**REQUIRED TASK**
Only the lines from the one containing "Note: annotate every instance of the wrist" through the last line below should be written out, exactly and with both ends kept.

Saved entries
----------------------------------------
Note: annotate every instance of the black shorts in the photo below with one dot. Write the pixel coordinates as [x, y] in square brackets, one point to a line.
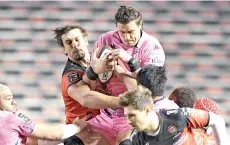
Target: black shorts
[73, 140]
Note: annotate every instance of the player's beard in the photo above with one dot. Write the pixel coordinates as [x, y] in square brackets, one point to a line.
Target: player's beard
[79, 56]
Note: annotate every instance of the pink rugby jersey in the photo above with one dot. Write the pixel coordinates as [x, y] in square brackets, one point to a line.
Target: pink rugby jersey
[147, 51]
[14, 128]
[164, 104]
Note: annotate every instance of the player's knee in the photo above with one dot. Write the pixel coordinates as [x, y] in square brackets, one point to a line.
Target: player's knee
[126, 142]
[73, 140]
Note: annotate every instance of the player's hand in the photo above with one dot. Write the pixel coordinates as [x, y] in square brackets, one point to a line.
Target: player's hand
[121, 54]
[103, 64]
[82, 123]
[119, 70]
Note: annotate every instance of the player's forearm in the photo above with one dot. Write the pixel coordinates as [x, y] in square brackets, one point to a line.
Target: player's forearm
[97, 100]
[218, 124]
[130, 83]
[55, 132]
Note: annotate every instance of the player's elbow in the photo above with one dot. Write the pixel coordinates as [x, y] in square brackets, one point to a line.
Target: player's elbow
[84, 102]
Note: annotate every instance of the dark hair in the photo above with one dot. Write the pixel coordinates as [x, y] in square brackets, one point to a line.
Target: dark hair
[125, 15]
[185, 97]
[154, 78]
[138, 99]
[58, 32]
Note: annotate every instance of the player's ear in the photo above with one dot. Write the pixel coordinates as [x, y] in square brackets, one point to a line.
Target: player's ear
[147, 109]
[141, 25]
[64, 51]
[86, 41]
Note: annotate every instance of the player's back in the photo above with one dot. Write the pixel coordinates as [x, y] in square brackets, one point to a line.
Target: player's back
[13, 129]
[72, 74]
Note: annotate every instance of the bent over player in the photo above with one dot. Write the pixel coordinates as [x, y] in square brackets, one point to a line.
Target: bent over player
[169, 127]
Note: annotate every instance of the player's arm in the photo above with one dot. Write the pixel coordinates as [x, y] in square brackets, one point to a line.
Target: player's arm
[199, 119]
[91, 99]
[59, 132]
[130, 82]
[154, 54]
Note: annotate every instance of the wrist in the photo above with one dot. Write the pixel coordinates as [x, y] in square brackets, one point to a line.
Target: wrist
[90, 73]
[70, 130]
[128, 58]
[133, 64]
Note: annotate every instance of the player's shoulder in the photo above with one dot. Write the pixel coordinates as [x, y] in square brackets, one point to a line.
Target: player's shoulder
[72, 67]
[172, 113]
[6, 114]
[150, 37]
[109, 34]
----------------------------------------
**RESULT FOR THIS TASK**
Note: annotate every instance of the wrist in the photo above with one dot. Write the pixel coordinates as [x, y] in square brackets, one point to a line.
Target: wrist
[90, 73]
[70, 130]
[128, 58]
[133, 64]
Note: annotate every instance of the player's shoulder in the photo above with one dot. Write the pixel coordinates as [x, y] in square brackets, one point to a line.
Target: player's shoulder
[72, 67]
[172, 113]
[6, 114]
[150, 37]
[109, 34]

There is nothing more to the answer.